- [任务说明 A] 打印 XGBoost 调参那篇文章中的一段,从含有“1、参数先粗调再微调 2、参数先调对结果影响大的(哪些影响大,可以上网先找找) 3、分批次调参”的文字开始,到“with ranking tasks.”结束,一字不改。
- [任务说明 B] 在 XGBoost 调参的文章里,调参顺序的第二步要调优哪两个参数?

- [阅读材料]

XGBoost 参数调优(python)

2018/02/28 机器学习

本篇初步探索了xgboost在调参数的方法

背景:数据科学里,首先要对数据特征的提取建模,然后用机器学习模拟预测。目前来说,工业界暂时不清楚,但是在只要涉及数据科学的比赛,机器学习模型肯定少补了Xgboost。Xgboost的参数非常繁多(50多个参数),本次主要介绍如何进行Xgboost调参

调参原理:

1、利用sklearn的网格搜索GridSearchCV进行调试,但是GridSearchCV无法直接对xgboost进行调试 2、利用xgboost的sklearn接口XGBRegressor/XGBClassifier,利用接口,将xgboost的参数带入到GridSearchCV进行遍历调优

调参原则:

1、参数先粗调再微调 2、参数先调对结果影响大的(哪些影响大,可以上网先找找) 3、分批次调参

Xgboost的参数

  • General parameters relates to which booster we are using to do boosting, commonly tree or linear model
  • Booster parameters depends on which booster you have chosen
  • Learning Task parameters that decides on the learning scenario, for example, regression tasks may use different parameters with ranking tasks.
  • Command line parameters that relates to behavior of CLI version of xgboost.

调参的顺序:

1、选定一组基准参数,这些参数有经验的话,用经验值,没有经验可以用官方的默认值 2 、max_depth 和 min_child_weight 参数调优 3、gamma参数调优 4、调整subsample 和 colsample_bytree 参数调优 5、正则化参数调优(reg_alpha、reg_lambda 6、降低学习率和使用更多的树(learning_rate、n_estimators) 7、可以探索的参数max_delta_step 、scale_pos_weight、base_score

接下来让我们先导入对应的模块,且对数据进行一定的处理

#Import libraries:
import pandas as pd
import numpy as np
import xgboost as xgb
from xgboost.sklearn import XGBRegressor
from sklearn import cross_validation, metrics   #Additional     scklearn functions
from sklearn.grid_search import GridSearchCV   #Perforing grid search
import matplotlib.pylab as plt
#import warnings
#warnings.filterwarnings('ignore')
%matplotlib inline
from matplotlib.pylab import rcParams
rcParams['figure.figsize'] = 12, 4
from sklearn.metrics import mean_absolute_error
from sklearn.metrics import fbeta_score, make_scorer
from sklearn.metrics import mean_squared_error
from math import sqrt
train = pd.read_csv('../../raw/LiChuan/trainSaleDate.csv')

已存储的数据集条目
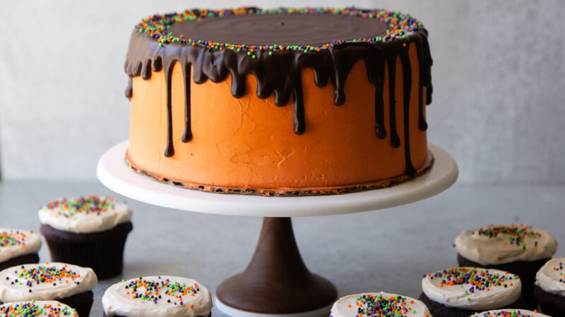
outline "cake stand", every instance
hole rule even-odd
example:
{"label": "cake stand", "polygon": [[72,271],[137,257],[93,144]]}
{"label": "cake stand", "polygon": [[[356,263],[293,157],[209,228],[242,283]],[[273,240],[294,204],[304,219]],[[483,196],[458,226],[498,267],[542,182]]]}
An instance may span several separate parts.
{"label": "cake stand", "polygon": [[120,194],[153,205],[189,211],[263,217],[255,253],[245,271],[217,288],[215,306],[232,316],[328,316],[337,298],[333,285],[310,273],[302,261],[290,217],[369,211],[422,200],[448,188],[457,163],[441,148],[429,144],[435,162],[421,176],[390,188],[340,195],[266,197],[214,194],[176,187],[132,171],[124,161],[128,142],[98,161],[100,182]]}

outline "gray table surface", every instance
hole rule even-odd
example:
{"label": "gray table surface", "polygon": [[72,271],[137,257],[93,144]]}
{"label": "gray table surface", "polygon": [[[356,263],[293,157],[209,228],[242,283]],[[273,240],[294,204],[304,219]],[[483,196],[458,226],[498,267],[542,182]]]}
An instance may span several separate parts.
{"label": "gray table surface", "polygon": [[[251,259],[261,218],[167,209],[126,199],[98,182],[0,182],[0,227],[37,230],[37,212],[52,199],[112,194],[133,210],[124,273],[100,281],[91,315],[121,279],[172,275],[196,279],[213,293]],[[456,184],[430,199],[390,209],[344,216],[293,218],[309,268],[331,280],[340,296],[386,291],[417,297],[422,275],[456,265],[453,248],[462,230],[487,224],[523,223],[548,230],[565,244],[565,186],[465,186]],[[229,213],[230,211],[226,211]],[[49,261],[47,245],[40,252]],[[565,256],[565,249],[556,256]],[[223,316],[213,309],[213,315]]]}

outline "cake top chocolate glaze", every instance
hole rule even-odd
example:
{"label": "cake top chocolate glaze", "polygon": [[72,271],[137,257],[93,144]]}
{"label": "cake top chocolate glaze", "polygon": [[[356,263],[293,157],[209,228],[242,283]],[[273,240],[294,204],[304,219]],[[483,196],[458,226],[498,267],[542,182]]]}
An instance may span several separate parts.
{"label": "cake top chocolate glaze", "polygon": [[240,43],[250,46],[322,46],[336,39],[354,39],[384,37],[388,27],[375,18],[341,14],[230,15],[174,23],[169,29],[173,36],[198,36],[215,42]]}
{"label": "cake top chocolate glaze", "polygon": [[327,49],[347,42],[372,44],[422,29],[416,18],[398,11],[355,8],[196,8],[151,15],[136,27],[162,44],[270,51]]}
{"label": "cake top chocolate glaze", "polygon": [[[125,70],[130,77],[126,96],[133,95],[131,77],[148,80],[153,72],[165,72],[167,142],[165,156],[174,155],[171,105],[172,70],[180,63],[184,78],[185,129],[182,141],[192,139],[190,85],[208,79],[222,82],[231,76],[231,93],[235,98],[245,94],[245,77],[257,79],[256,95],[266,99],[274,95],[278,106],[292,97],[294,132],[307,131],[302,71],[310,68],[317,87],[331,82],[334,103],[345,103],[345,81],[353,66],[364,61],[367,78],[375,85],[375,132],[391,145],[404,146],[406,174],[416,169],[410,152],[409,109],[412,68],[410,46],[418,56],[418,128],[427,128],[424,118],[424,98],[431,102],[432,57],[427,31],[415,18],[398,11],[362,10],[352,8],[278,8],[263,10],[241,8],[227,10],[186,10],[181,13],[152,15],[133,30]],[[396,131],[394,94],[383,100],[386,69],[388,89],[395,91],[396,62],[402,65],[404,139]],[[386,68],[386,66],[388,66]],[[190,74],[192,72],[192,80]],[[423,87],[426,87],[425,94]],[[384,124],[384,104],[389,106],[389,131]],[[312,105],[314,106],[314,105]],[[369,114],[367,114],[369,115]],[[372,116],[372,114],[371,114]]]}

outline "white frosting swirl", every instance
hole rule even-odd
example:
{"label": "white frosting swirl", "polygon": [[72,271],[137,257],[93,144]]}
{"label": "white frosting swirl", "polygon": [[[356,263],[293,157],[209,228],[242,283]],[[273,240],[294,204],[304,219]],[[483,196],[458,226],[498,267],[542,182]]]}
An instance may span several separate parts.
{"label": "white frosting swirl", "polygon": [[[499,230],[504,228],[509,230]],[[456,237],[455,247],[469,260],[482,265],[496,265],[550,258],[557,251],[557,242],[545,230],[504,225],[463,231]]]}
{"label": "white frosting swirl", "polygon": [[[81,199],[97,199],[107,204],[95,209],[92,205],[81,204]],[[125,203],[115,201],[111,197],[91,196],[54,200],[40,209],[39,217],[41,223],[61,231],[90,233],[109,230],[129,221],[131,210]]]}
{"label": "white frosting swirl", "polygon": [[[155,285],[160,289],[155,290]],[[184,291],[174,285],[183,285]],[[102,306],[109,316],[207,316],[212,309],[212,297],[206,287],[190,278],[148,276],[110,286],[102,296]]]}
{"label": "white frosting swirl", "polygon": [[90,268],[58,262],[16,266],[0,272],[0,300],[59,299],[92,290],[97,282]]}
{"label": "white frosting swirl", "polygon": [[[518,313],[518,311],[520,312]],[[512,315],[512,313],[514,315]],[[471,317],[551,317],[543,313],[535,313],[525,309],[498,309],[496,311],[482,311],[475,313]]]}
{"label": "white frosting swirl", "polygon": [[[362,297],[363,295],[371,295],[372,297],[381,296],[384,299],[391,297],[396,297],[397,296],[399,296],[396,294],[389,294],[383,292],[347,295],[345,297],[340,298],[338,301],[333,304],[333,306],[331,308],[331,313],[330,313],[331,317],[357,317],[357,309],[359,308],[357,306],[357,299]],[[407,309],[406,313],[403,313],[403,316],[410,316],[414,317],[432,317],[432,314],[429,313],[428,308],[424,303],[417,299],[414,299],[413,298],[406,296],[400,296],[405,297],[405,299],[404,299],[403,302],[398,303],[398,306],[400,307],[400,309],[403,309],[403,308]]]}
{"label": "white frosting swirl", "polygon": [[544,292],[565,297],[565,258],[546,262],[535,274],[535,285]]}
{"label": "white frosting swirl", "polygon": [[37,253],[40,248],[41,237],[39,233],[0,228],[0,262]]}
{"label": "white frosting swirl", "polygon": [[78,316],[71,307],[56,301],[16,302],[0,304],[0,312],[8,316],[24,316],[23,309],[25,309],[28,313],[32,312],[34,317]]}
{"label": "white frosting swirl", "polygon": [[[451,274],[449,278],[446,273]],[[465,279],[450,285],[455,273],[472,274],[500,281],[501,285],[482,286]],[[430,299],[448,307],[473,311],[484,311],[506,307],[520,297],[522,284],[514,274],[499,270],[480,268],[454,268],[429,273],[422,279],[422,290]],[[504,280],[502,280],[504,277]],[[504,287],[504,285],[506,286]],[[479,288],[484,288],[479,290]]]}

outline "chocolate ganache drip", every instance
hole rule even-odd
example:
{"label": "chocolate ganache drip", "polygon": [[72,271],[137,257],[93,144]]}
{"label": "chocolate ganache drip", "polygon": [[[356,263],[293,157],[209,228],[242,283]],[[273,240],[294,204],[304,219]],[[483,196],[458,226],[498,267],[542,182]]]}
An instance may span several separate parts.
{"label": "chocolate ganache drip", "polygon": [[[194,38],[195,39],[193,39]],[[243,43],[243,44],[231,44]],[[391,144],[403,144],[406,173],[414,175],[410,159],[409,109],[412,66],[408,49],[413,43],[418,58],[418,126],[427,128],[424,118],[424,92],[429,104],[432,94],[430,68],[432,61],[427,32],[422,23],[398,11],[383,10],[281,8],[261,10],[187,10],[182,13],[153,15],[133,30],[125,70],[130,80],[126,96],[133,92],[131,77],[148,80],[151,72],[165,71],[167,87],[167,144],[165,154],[174,155],[172,144],[172,78],[173,67],[179,63],[185,87],[185,131],[182,141],[192,139],[191,131],[191,83],[210,80],[221,82],[231,75],[231,93],[235,98],[245,94],[245,77],[257,79],[256,95],[266,99],[274,94],[275,104],[283,106],[292,97],[294,131],[307,130],[302,70],[314,70],[319,87],[331,80],[336,106],[345,103],[347,75],[353,66],[364,61],[369,82],[375,89],[375,131],[386,137],[383,97],[385,72],[388,70]],[[396,131],[395,78],[396,62],[402,65],[404,140]],[[386,67],[385,66],[386,66]],[[191,70],[193,72],[191,80]]]}

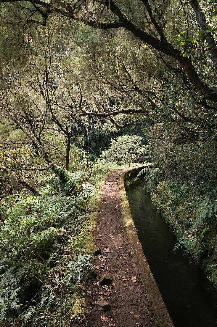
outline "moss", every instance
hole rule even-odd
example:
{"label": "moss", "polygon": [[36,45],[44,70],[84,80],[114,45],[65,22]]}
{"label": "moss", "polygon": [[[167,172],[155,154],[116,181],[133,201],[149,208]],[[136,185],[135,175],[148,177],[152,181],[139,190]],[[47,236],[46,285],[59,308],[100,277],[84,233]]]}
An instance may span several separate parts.
{"label": "moss", "polygon": [[[217,235],[215,229],[208,228],[190,234],[188,231],[194,213],[181,203],[175,206],[170,203],[168,185],[170,181],[161,182],[150,194],[151,199],[162,215],[170,229],[178,238],[177,248],[183,247],[199,264],[217,289]],[[187,196],[191,198],[190,192]],[[193,199],[192,197],[192,203]]]}
{"label": "moss", "polygon": [[79,323],[83,321],[87,312],[85,308],[85,302],[84,299],[81,297],[80,292],[75,292],[68,298],[65,305],[65,310],[67,313],[63,322],[66,327],[81,325]]}

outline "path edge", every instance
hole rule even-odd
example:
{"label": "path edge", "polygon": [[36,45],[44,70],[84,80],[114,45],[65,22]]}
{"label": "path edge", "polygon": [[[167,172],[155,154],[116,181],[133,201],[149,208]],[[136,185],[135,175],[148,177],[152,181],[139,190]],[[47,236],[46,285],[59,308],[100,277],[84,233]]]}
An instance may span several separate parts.
{"label": "path edge", "polygon": [[[107,175],[105,178],[107,177]],[[85,227],[86,237],[84,241],[83,246],[85,253],[89,254],[92,254],[96,249],[98,249],[97,243],[96,241],[96,240],[95,240],[95,237],[94,233],[96,231],[101,214],[101,199],[103,192],[103,184],[104,181],[104,180],[102,182],[98,190],[94,196],[94,210],[89,216],[86,226]],[[94,240],[95,241],[94,242]]]}
{"label": "path edge", "polygon": [[122,219],[130,241],[133,251],[140,268],[141,277],[152,313],[153,320],[157,327],[174,327],[174,325],[164,302],[145,257],[132,218],[125,190],[125,182],[136,177],[142,169],[152,165],[139,166],[124,171],[121,176],[120,193]]}

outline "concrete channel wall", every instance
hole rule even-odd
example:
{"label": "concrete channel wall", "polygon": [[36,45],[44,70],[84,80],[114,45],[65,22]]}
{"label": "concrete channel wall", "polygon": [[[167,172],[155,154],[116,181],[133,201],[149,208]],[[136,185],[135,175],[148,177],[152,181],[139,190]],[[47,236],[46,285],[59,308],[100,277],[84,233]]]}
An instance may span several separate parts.
{"label": "concrete channel wall", "polygon": [[120,180],[122,215],[132,250],[141,271],[149,303],[153,314],[153,320],[157,327],[174,327],[172,319],[162,298],[154,278],[143,252],[130,212],[125,187],[135,179],[138,173],[150,165],[140,166],[130,169],[122,174]]}

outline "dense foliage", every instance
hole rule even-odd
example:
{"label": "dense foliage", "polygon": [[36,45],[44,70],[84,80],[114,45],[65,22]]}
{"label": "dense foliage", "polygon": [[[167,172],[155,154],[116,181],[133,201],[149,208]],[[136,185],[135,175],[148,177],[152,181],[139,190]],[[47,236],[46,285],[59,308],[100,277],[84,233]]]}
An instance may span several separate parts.
{"label": "dense foliage", "polygon": [[215,2],[0,3],[1,321],[61,326],[96,185],[150,147],[140,176],[217,285]]}

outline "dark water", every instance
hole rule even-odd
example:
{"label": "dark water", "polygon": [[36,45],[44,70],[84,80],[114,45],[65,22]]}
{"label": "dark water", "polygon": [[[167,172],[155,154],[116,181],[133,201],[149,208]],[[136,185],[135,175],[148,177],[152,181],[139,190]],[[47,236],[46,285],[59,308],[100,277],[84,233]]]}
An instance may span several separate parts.
{"label": "dark water", "polygon": [[143,190],[144,181],[127,187],[133,218],[143,251],[176,327],[217,326],[217,295],[191,258],[174,253],[176,237]]}

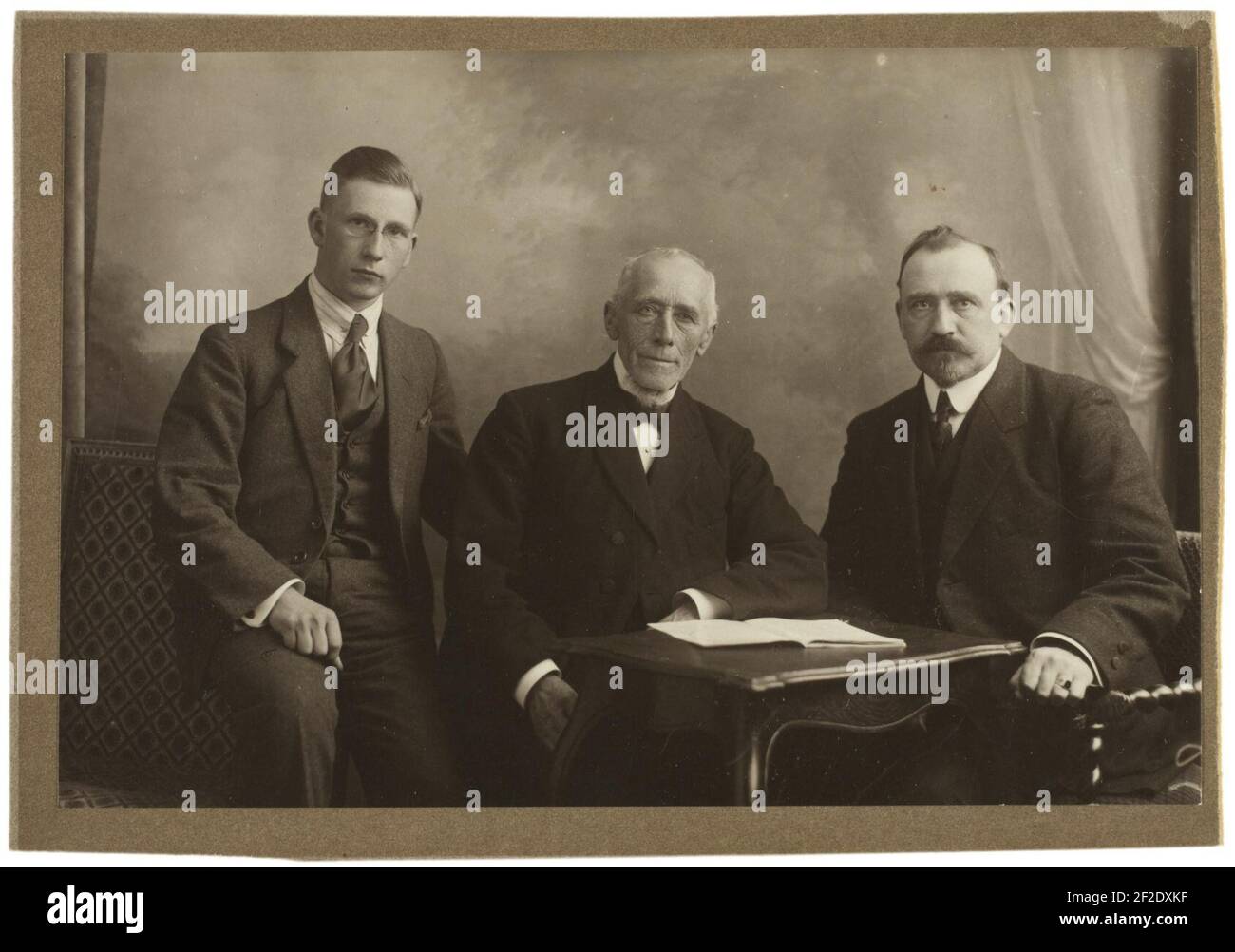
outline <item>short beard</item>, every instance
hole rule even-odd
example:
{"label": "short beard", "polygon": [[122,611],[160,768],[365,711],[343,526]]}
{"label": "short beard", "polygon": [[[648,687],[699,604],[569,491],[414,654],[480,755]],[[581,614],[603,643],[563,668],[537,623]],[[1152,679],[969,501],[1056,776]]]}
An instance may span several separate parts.
{"label": "short beard", "polygon": [[957,354],[952,351],[931,351],[924,356],[919,363],[919,369],[939,384],[941,389],[946,390],[948,386],[955,386],[961,380],[973,377],[972,372],[966,372],[969,364],[972,364],[972,354]]}

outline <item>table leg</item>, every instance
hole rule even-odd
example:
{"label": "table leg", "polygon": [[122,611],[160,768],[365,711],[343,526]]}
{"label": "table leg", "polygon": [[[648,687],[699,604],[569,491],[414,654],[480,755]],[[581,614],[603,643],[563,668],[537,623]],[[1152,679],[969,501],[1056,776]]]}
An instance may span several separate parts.
{"label": "table leg", "polygon": [[731,795],[735,806],[750,806],[755,799],[756,790],[763,793],[763,801],[767,803],[767,748],[768,731],[767,714],[750,710],[748,703],[742,700],[731,701],[734,704],[731,726]]}

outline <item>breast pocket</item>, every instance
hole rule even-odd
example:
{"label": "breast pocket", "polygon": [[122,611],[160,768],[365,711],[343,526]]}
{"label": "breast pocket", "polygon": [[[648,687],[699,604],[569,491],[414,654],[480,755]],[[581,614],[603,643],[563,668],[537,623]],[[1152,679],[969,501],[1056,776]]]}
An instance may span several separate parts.
{"label": "breast pocket", "polygon": [[726,562],[727,521],[721,517],[704,525],[694,525],[687,535],[687,548],[693,558],[724,566]]}

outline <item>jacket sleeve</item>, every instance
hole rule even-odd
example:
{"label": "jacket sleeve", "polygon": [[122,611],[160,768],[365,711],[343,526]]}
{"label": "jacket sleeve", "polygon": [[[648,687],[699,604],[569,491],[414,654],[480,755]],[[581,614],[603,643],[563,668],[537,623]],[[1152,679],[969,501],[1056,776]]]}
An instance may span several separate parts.
{"label": "jacket sleeve", "polygon": [[437,373],[429,404],[432,419],[429,422],[429,453],[420,489],[420,512],[442,538],[448,540],[467,468],[467,451],[459,435],[454,388],[446,367],[446,356],[431,335],[426,337],[433,347]]}
{"label": "jacket sleeve", "polygon": [[451,635],[480,669],[514,690],[534,664],[551,657],[557,635],[517,593],[524,528],[535,491],[536,441],[510,395],[480,426],[468,457],[446,557]]}
{"label": "jacket sleeve", "polygon": [[861,617],[885,617],[866,591],[863,572],[869,570],[869,520],[867,489],[872,463],[862,417],[846,433],[845,452],[836,470],[827,517],[820,535],[827,542],[829,608]]}
{"label": "jacket sleeve", "polygon": [[182,580],[232,619],[296,578],[236,524],[246,404],[228,327],[207,327],[163,415],[154,459],[158,546]]}
{"label": "jacket sleeve", "polygon": [[700,578],[693,588],[725,599],[734,619],[787,615],[803,617],[827,610],[827,547],[789,505],[755,449],[750,430],[727,447],[729,568]]}
{"label": "jacket sleeve", "polygon": [[1149,459],[1109,390],[1077,398],[1060,443],[1081,593],[1042,631],[1078,641],[1105,683],[1121,687],[1136,654],[1178,624],[1188,600],[1183,563]]}

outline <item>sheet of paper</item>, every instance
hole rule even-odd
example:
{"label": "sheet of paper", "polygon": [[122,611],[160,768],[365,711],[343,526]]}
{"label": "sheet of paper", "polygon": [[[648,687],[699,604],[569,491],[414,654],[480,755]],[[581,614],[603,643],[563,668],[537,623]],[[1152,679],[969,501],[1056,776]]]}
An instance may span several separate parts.
{"label": "sheet of paper", "polygon": [[904,647],[900,638],[863,631],[840,619],[798,621],[795,619],[751,619],[750,621],[669,621],[648,627],[663,631],[700,648],[741,645],[871,645]]}

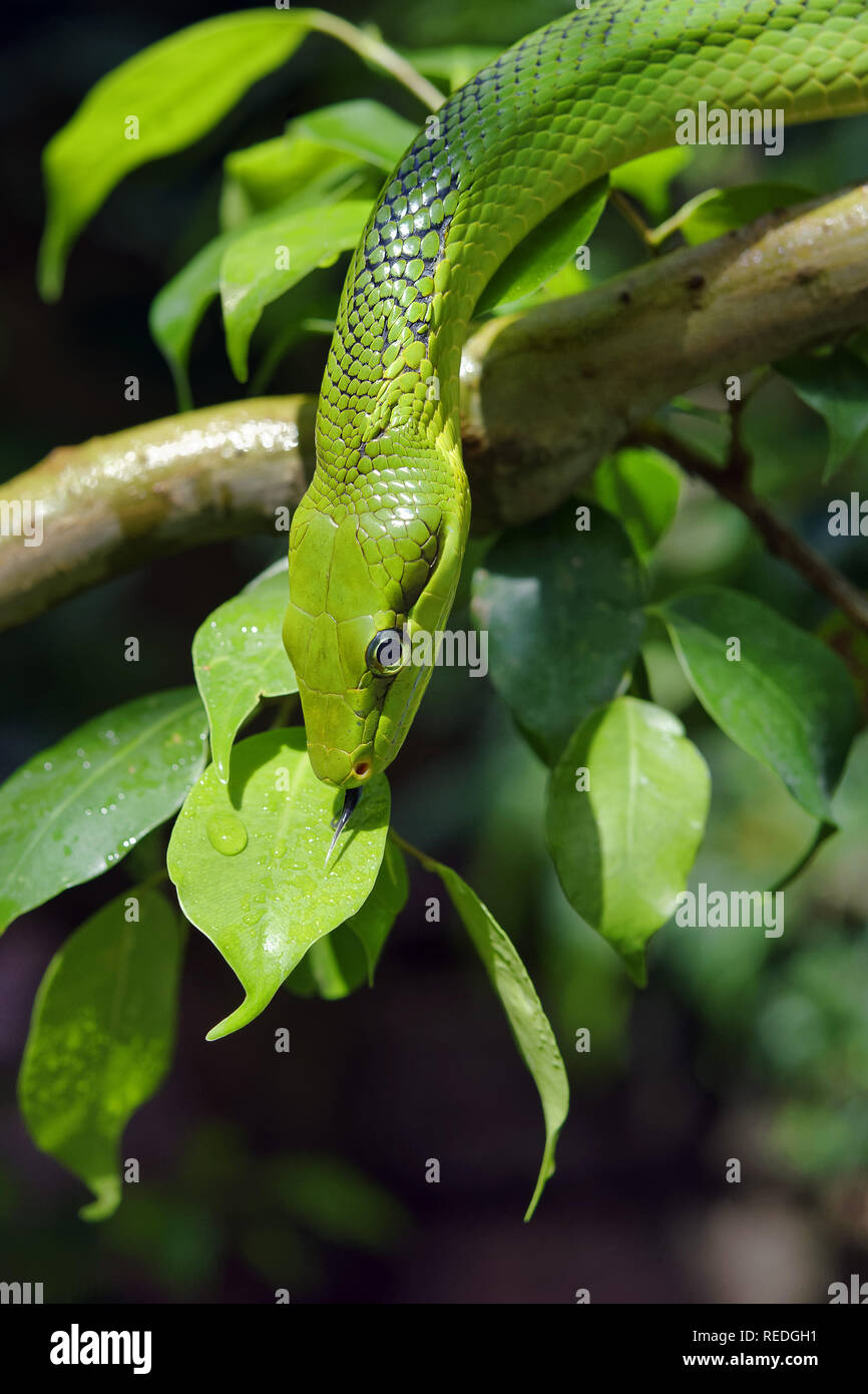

- [问题解答 A]
1、参数先粗调再微调 2、参数先调对结果影响大的(哪些影响大,可以上网先找找) 3、分批次调参

Xgboost的参数

  • General parameters relates to which booster we are using to do boosting, commonly tree or linear model
  • Booster parameters depends on which booster you have chosen
  • Learning Task parameters that decides on the learning scenario, for example, regression tasks may use different parameters with ranking tasks.

- [问题解答 B] max_depth 和 min_child_weight。